▶ **WORK INSTRUCTIONS**: Give back the line where "the horse hoof" appears and all the lines after it until the listing ends, unchanged and with nothing else.

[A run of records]
- - - - - - -
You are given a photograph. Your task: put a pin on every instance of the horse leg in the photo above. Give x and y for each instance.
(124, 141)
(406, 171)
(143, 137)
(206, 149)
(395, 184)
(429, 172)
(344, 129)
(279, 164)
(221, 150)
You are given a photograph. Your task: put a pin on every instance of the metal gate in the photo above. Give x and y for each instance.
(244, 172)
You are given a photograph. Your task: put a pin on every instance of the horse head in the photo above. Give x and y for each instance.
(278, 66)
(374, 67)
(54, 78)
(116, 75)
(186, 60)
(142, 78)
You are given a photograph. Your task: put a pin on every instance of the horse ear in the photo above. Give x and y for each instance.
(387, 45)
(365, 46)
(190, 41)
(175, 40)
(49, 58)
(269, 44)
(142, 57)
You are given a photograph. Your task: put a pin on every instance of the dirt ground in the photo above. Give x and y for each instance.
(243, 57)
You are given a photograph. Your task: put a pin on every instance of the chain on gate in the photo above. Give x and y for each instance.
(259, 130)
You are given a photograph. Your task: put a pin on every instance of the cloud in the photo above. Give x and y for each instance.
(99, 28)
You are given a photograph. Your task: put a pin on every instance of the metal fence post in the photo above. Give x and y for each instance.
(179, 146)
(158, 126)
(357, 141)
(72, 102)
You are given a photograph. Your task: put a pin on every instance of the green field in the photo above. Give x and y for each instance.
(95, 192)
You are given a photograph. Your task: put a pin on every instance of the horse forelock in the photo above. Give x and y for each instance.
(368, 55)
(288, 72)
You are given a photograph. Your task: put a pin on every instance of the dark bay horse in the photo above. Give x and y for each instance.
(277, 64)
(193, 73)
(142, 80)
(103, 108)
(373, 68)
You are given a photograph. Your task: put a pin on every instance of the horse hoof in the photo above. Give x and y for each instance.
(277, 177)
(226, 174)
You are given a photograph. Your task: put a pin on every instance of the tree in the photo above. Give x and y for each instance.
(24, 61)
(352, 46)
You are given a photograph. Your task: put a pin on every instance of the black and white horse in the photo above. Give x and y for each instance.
- - - - - - -
▶ **CORRECT ANSWER**:
You are given a photograph. Your task: put a pin on every instance of the horse hoof in the photo above. Give x and y for each instance.
(277, 177)
(226, 174)
You are given a photograph. Your task: put a pin on every instance of the tree in the photo above. Give x and y for each instance.
(24, 61)
(352, 46)
You are given a photograph. Your task: put a pin on every instance of the black and white horse in the photo above. Give x and y for each instance.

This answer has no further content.